***** Excerpt provided *****
# B17 engines found in North Sea near WILHELMSHAVEN



## Frank Walther (Jun 6, 2018)

Hi, I am new here at the forum and I am looking for information about my two B17 engines which have been recovered from the North Sea near WILHELMSHAVEN some years ago.

Due to about 70 years in the sea this two engines are heavyly corroded: 












No data plates are available any more.

I would like to identify this engines, their plane(s) and their crew(s) they belonged to. My questions:
1.) Are there any markings /stamps on the crankcase (or somewhere else) to identify this engines ?
2.) Are there any references of engine numbers and "their" B17's they were used on?
3.) From web research I found out that on last mission of B17 "Hunga-Dunga" the plane crushed on the flats of Jade Bright (JADEBUSEN) near Wilhelmshaven. Are there any further B17 that are recorded to have been crushed into this erea, too ?

Any advice is appreciated: thanks a lot !

Frank


----------



## Kingscoy (Jun 6, 2018)

Hi Frank,
Sure looks like two Wright Cyclone R-1820's. It would help immensly if you could get to know the date range when this aircraft crashed. It would help you a lot once you do your research. I know that many Missing Air Crew Reports(MACR) have engine numbers mentioned but as the photo's show it will be difficult to find any. I think the best lead for you would be to try to find out when this aircraftt crashed on go on from there.
Cheers Sander


----------



## Frank Walther (Jun 8, 2018)

Kingscoy said:


> Hi Frank,
> Sure looks like two Wright Cyclone R-1820's. It would help immensly if you could get to know the date range when this aircraft crashed. It would help you a lot once you do your research. I know that many Missing Air Crew Reports(MACR) have engine numbers mentioned but as the photo's show it will be difficult to find any. I think the best lead for you would be to try to find out when this aircraftt crashed on go on from there.
> Cheers Sander



Dear Sander !

THANKS for your answer but until now I do not have any date range about this crash. I think the first step will be the engine numbers to get access to more detailed information. But this will very difficult...
I will keep my fingers crossed to get some help from this forum.

Bye for now

Frank

Reactions: Useful Useful:
1 | Like List reactions


----------



## Frank Walther (Aug 27, 2018)

Dear all !
I expected some more feedback and help...
Recently I checked at ameriacan airmuseum website and found some information about some B17 crushed into North sea ("Jade*") near Wilhelmshaven.
***** Collected data *****
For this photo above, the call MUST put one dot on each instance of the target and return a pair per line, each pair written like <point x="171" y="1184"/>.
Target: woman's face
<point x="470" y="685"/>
*****
**Problem to work on:** Continue the forum thread about the two B17 engines recovered from the North Sea near Wilhelmshaven, starting right after its last sentence.

**Task answer:**
As written by Sander there also is the possibility is to check at Missing Air Crew reports, this was an investigative document that the USAAF pulled together after a plane went down. Often the serial number of the engines were listed on this, so it may be that I can match them up this way?
I found some numbers at the cylinders bases but I think, this was not recorded anywhere...

My main questions:


 Are there any numbers stamped on the crancase (production number of the crankcases) anywhere ?
 Is there a cross reference of crankcase numbers / serial numbers ?

I really would like to find the planes my engines belonged to...

Thanks for attention and help !!!

Frank


----------



## fubar57 (Aug 29, 2018)

This is a list of all B-17s with short history including where they were lost, 739 pages

https://www.91stbombardmentgroup.com/Aircraft ID/FORTLOG.pdf


----------



## Kingscoy (Aug 29, 2018)

Hi Frank,
Your quest to identify your a/c with what you have found is very difficult. Individual part numbers will not help you with that. You'll have to find the engine ID plate and looking at your engines they have not survived. There are a lot of very knowledgable guys on this forum...but it will be extremely difficult.
kind regards Sander


----------



## Crimea_River (Aug 30, 2018)

You might try posting your query at this site:

Luftwaffe and Allied Air Forces Discussion Forum - Powered by vBulletin

There is a large contingent of researchers and authors on this site who might be able to identify possible candidates.


----------



## at6 (Aug 30, 2018)

You not be able to identify the aircraft from the engines. Even if you do find numbers it must be taken into account that engines were changed at different times and no engine serial number was ever assigned to a certain plane.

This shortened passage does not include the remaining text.